Written instruction → From the forum reply on addressing memory with a decoder, below, list every decoder output it names.

Extract to read →
1024 is because it is a power of 2. As binary numbers double in size each time you add a bit, the progression is 1, 2, 4, 8, 16, 32, 64, 128, 256, 512, 1024, 2014, 4096, 8192. That means you can select all the addresses up to 8192 using 12 bits, if you used decimal 1000 as size multiple, you would not be able to reach all the addresses without adding extra address lines which would be inefficient.
You mentioned using a "Dec 3/8" which I assume to be a 3 input to 8 output decoder (like a 74LS138). What you do is address all the 4 memories in parallel with A0-A12 but only select one of the 8K devices at a time. You select only one by using the decoder outputs, lets say Y0, Y1, Y2 and Y3 with those going to the CS (Chip Select) pin on each of the four 8K devices. That means that although your addresses go to all the memories at the same time, only the one activated with the 'Y' signal will respond. Now if you connect and additional TWO address lines to the input of the decoder, these effectively become A13 and A14. By using those two extra lines you select the first, second, third or fourth 8K block giving you 32K in total.
Note I mentioned TWO additional address line to the decoder, you must keep the third input (most significant bit) at logic low level. If you make it high, the decoder outputs Y4, Y5, Y6 and Y7 will be active but they don't connect to any memory CS pin so nothing wil be selected. However, you could use it to select another 4 8K memories to give 64K in total.
Note: when we refer to memories as being 8kX8 it means 8k (8192) addresses, each address holding 8 bits. You don't decode the 8 bits, they are the storage size of the address. Each address holds 00000000 to 11111111 as individual bits.
Brian.

Provided information →
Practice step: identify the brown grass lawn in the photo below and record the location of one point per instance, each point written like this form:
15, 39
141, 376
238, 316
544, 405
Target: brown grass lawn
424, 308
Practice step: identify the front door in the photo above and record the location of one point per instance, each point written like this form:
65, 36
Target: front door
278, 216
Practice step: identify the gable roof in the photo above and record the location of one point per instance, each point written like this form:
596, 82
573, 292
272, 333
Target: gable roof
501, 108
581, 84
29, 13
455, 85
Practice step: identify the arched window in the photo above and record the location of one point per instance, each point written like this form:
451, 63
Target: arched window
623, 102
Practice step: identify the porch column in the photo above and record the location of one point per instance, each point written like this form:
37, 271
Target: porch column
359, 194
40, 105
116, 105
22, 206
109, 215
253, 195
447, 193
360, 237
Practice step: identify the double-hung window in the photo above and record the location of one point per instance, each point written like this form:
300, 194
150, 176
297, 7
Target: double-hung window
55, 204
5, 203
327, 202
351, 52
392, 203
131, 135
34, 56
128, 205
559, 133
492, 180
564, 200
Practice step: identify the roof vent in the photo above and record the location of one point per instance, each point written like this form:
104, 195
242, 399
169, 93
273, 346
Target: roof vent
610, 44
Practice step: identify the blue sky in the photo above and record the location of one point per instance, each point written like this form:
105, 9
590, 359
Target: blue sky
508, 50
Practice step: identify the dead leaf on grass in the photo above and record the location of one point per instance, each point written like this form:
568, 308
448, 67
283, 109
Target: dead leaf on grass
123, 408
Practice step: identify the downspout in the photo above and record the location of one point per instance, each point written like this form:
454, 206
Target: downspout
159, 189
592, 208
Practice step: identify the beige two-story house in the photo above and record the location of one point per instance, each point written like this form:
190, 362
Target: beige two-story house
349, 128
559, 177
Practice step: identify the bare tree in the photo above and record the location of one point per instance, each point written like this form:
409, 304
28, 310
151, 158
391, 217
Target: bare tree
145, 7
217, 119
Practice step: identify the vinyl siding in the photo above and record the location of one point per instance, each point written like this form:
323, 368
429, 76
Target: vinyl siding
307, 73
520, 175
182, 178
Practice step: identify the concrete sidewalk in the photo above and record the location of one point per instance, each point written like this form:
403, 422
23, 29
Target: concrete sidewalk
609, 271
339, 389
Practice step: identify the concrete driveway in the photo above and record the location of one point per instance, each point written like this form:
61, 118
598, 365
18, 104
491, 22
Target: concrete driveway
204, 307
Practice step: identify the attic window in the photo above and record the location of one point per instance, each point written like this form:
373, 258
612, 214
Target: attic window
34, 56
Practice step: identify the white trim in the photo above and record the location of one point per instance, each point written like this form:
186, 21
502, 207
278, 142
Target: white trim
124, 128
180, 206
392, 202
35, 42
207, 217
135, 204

Output below → Y0, Y1, Y2, Y3, Y4, Y5, Y6, Y7